What you have to do: Count the lines of the listing below that contain the string "trousers", treating uppercase and lowercase as different, and give only the number.

Data provided:
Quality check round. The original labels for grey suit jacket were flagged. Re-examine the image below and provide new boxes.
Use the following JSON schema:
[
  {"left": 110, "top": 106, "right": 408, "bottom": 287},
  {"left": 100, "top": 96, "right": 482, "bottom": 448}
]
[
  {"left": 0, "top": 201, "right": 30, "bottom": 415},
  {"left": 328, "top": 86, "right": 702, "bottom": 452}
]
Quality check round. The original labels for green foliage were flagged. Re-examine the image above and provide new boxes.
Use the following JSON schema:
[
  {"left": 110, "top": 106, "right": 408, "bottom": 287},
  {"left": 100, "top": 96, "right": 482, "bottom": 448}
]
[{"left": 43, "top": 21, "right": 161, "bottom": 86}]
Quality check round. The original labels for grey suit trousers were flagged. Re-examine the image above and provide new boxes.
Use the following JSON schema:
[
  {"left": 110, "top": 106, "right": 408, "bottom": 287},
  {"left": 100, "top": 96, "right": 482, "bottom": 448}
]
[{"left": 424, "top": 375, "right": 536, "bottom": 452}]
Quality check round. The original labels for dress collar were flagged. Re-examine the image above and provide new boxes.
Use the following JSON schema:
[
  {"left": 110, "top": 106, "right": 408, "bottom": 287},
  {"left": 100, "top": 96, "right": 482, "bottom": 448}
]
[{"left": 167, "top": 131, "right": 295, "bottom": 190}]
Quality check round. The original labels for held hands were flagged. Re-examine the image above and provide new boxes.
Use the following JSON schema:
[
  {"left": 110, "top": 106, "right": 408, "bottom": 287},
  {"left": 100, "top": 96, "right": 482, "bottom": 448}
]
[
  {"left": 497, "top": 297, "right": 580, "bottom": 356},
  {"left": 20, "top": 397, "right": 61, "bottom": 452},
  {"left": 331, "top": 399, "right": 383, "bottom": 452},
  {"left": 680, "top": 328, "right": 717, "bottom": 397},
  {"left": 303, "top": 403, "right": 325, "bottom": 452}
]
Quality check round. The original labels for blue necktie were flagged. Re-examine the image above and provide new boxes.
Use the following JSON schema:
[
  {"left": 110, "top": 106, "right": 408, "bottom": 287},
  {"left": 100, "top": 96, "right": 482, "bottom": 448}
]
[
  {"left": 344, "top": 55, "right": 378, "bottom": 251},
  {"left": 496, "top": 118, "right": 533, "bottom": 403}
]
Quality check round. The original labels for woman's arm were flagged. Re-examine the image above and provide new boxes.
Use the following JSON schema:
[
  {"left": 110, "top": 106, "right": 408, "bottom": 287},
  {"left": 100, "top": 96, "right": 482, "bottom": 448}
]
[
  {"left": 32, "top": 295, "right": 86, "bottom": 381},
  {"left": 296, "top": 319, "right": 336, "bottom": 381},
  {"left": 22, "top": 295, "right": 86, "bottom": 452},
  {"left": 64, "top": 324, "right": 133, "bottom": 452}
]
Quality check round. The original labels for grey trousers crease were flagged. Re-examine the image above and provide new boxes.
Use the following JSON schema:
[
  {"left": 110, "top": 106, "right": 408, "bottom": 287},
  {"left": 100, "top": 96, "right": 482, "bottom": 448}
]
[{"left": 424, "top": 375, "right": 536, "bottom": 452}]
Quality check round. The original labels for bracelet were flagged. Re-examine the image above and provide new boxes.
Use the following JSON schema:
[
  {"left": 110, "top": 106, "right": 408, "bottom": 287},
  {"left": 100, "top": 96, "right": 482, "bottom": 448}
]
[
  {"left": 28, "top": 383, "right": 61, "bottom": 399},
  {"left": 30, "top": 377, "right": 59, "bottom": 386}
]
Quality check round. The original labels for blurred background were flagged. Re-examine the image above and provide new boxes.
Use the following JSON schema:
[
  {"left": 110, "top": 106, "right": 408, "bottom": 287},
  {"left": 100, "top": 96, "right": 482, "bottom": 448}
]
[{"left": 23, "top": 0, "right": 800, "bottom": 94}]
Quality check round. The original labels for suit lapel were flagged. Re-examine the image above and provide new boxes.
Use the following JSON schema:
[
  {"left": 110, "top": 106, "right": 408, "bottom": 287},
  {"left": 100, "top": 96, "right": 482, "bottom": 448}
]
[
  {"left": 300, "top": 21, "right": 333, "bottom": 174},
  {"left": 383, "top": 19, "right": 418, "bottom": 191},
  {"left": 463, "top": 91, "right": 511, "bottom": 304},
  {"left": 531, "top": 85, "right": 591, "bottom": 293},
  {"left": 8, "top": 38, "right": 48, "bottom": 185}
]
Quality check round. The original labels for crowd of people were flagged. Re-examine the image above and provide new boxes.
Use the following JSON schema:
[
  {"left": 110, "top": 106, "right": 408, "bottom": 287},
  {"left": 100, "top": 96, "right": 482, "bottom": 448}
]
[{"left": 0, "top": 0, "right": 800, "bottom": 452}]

Answer to this task: 2